» **Material for this task**

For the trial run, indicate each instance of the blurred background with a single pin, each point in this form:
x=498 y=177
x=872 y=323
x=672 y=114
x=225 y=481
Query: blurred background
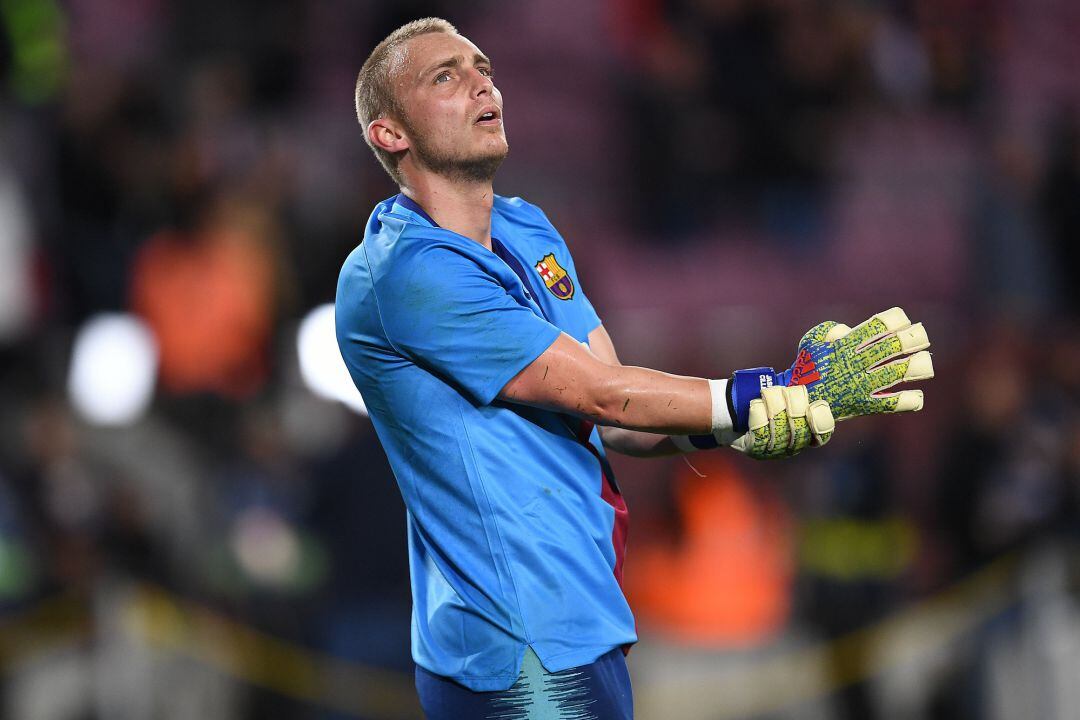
x=197 y=519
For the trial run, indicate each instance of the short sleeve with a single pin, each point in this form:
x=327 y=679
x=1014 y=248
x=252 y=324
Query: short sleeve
x=448 y=314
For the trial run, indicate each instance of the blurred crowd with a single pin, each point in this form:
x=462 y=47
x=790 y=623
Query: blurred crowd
x=748 y=166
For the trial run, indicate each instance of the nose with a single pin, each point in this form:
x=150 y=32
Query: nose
x=482 y=83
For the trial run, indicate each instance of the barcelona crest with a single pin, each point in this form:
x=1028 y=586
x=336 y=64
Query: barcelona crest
x=555 y=277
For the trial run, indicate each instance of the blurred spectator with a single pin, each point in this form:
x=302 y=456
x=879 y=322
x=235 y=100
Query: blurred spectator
x=210 y=297
x=1061 y=212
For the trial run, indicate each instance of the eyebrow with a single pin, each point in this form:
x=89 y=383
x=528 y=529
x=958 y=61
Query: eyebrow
x=457 y=60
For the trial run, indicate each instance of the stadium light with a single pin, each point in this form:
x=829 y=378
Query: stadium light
x=322 y=368
x=113 y=369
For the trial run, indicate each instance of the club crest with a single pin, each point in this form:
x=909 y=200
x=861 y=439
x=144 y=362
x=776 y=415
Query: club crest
x=555 y=277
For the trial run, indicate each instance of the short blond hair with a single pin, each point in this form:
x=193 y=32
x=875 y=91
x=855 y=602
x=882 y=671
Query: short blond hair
x=375 y=95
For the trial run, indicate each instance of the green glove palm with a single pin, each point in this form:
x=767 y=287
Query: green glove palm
x=784 y=422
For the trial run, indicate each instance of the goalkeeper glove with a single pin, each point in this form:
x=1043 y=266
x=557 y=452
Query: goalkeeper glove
x=848 y=368
x=782 y=422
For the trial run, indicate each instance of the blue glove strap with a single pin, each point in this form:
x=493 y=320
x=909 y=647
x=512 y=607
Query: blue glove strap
x=745 y=386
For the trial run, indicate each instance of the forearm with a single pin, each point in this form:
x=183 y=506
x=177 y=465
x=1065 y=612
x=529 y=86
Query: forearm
x=637 y=398
x=569 y=378
x=636 y=444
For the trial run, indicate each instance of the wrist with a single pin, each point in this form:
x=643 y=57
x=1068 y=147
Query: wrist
x=720 y=424
x=746 y=385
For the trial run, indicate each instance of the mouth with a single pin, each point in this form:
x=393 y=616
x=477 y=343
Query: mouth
x=490 y=116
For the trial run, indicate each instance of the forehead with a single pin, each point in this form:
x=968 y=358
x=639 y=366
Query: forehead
x=413 y=56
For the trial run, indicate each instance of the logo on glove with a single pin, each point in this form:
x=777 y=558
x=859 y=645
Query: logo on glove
x=805 y=370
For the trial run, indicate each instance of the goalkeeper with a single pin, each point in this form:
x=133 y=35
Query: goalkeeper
x=497 y=392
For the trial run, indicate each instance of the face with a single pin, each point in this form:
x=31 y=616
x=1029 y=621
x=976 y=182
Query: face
x=453 y=109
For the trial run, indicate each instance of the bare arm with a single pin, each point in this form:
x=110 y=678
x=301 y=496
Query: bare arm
x=626 y=442
x=569 y=378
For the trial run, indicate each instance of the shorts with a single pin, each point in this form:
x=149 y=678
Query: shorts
x=597 y=691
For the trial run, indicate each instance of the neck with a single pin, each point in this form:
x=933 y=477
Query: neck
x=462 y=207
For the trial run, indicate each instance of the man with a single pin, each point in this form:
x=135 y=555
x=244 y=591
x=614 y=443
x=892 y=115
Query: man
x=496 y=392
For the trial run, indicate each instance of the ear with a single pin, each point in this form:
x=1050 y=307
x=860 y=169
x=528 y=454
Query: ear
x=387 y=135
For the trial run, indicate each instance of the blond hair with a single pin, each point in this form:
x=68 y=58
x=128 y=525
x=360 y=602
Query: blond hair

» **The exercise**
Rewrite all the data above with every "trial run" replaced by "practice round", changing nothing else. Omit the pictures.

» **Written answer**
For the practice round, indicate each instance of the blurred background with a single pin, each point in this form:
x=498 y=177
x=872 y=323
x=672 y=114
x=225 y=481
Query: blurred background
x=197 y=519
For the practice round, indicate each instance of the short sleeve with a single pin, each point in this form:
x=327 y=679
x=1014 y=248
x=252 y=324
Query: short sleeve
x=448 y=314
For the practice round, indicate each instance of the blurred crowd with a single pin, each point in this form:
x=462 y=47
x=790 y=623
Query: blurred crowd
x=748 y=166
For the practice round, indicate each instance of the nose with a single pin, each point in this form:
x=150 y=32
Query: nose
x=482 y=83
For the practice round, indicate each instance of the barcelona crest with a single pin, each point in this form:
x=1028 y=586
x=336 y=64
Query: barcelona crest
x=555 y=277
For the practice round, indicate each instance of the blurred spectator with a single pin, each point in this form:
x=302 y=456
x=879 y=322
x=235 y=100
Query: blurred spectator
x=210 y=297
x=1061 y=212
For the practice round, indicate each instance of the eyebrow with a single pin, each point in this form:
x=89 y=383
x=528 y=529
x=958 y=61
Query: eyebrow
x=457 y=60
For the practice round, indicate each instance of the stadium light with a single pin, each point in this form:
x=829 y=378
Query: stadium light
x=322 y=368
x=113 y=369
For the practice round, indicate each instance of the club crest with a single pin, each point in this form:
x=909 y=200
x=861 y=439
x=144 y=362
x=776 y=415
Query: club crest
x=555 y=277
For the practice round, indicate each instance of the short blond hair with a single pin, each point in this form:
x=193 y=32
x=875 y=91
x=855 y=602
x=882 y=671
Query: short blond hair
x=375 y=95
For the practice round, indicate each instance of the green glove palm with a single pin, each point in this form:
x=767 y=287
Query: green glove palm
x=784 y=422
For the practice round, indicate each instance of the goalkeeper glove with a single pin, each point in this form:
x=1043 y=266
x=557 y=452
Query: goalkeeper glove
x=848 y=368
x=782 y=422
For the practice round, indicate each instance of the blue glove strap with a single pin, each point in this form:
x=493 y=320
x=909 y=647
x=512 y=607
Query: blue glove strap
x=745 y=386
For the practice round, indicate each instance of the forearm with a single pin, each point in this form:
x=183 y=506
x=177 y=465
x=1065 y=612
x=529 y=86
Query: forearm
x=637 y=398
x=569 y=378
x=636 y=444
For the practice round, indicate each instance of the wrist with a single pin, each point in this form:
x=643 y=57
x=1068 y=147
Query: wrist
x=720 y=424
x=746 y=385
For the practice round, indicate each instance of the mouth with a single pin, each point in this form:
x=393 y=616
x=477 y=343
Query: mouth
x=490 y=116
For the practice round, indicate each instance of the forehead with a single pin, each point in this form:
x=968 y=358
x=639 y=366
Query: forehead
x=413 y=56
For the practice round, indicate each instance of the logo on glove with a single pin, each point in this form:
x=777 y=558
x=859 y=645
Query: logo on glove
x=805 y=370
For the practice round, indicate each instance of the goalkeeper with a single pin, each point in this form:
x=133 y=35
Query: goalkeeper
x=497 y=392
For the practice round, indicate each instance of the face with a single pin, each point in this form:
x=31 y=616
x=1029 y=621
x=976 y=182
Query: face
x=453 y=109
For the practice round, indicate each instance of the bare arm with a single pin, each point in this form:
x=110 y=678
x=301 y=496
Query: bare arm
x=626 y=442
x=569 y=378
For the practice round, indicate each instance of the shorts with a single pin, each point in this form:
x=149 y=678
Query: shorts
x=597 y=691
For the practice round, indicate each instance of the neck with a single pin, each point in this form:
x=933 y=477
Query: neck
x=462 y=207
For the practice round, indicate each instance of the man with a single pin, each point in this form:
x=135 y=555
x=244 y=591
x=614 y=443
x=892 y=115
Query: man
x=496 y=392
For the practice round, indicate each instance of the ear with a single pin, each point in this form:
x=1050 y=307
x=860 y=169
x=528 y=454
Query: ear
x=387 y=135
For the practice round, indicate each instance of the blond hair with a single pin, each point in this form:
x=68 y=58
x=128 y=525
x=360 y=602
Query: blond hair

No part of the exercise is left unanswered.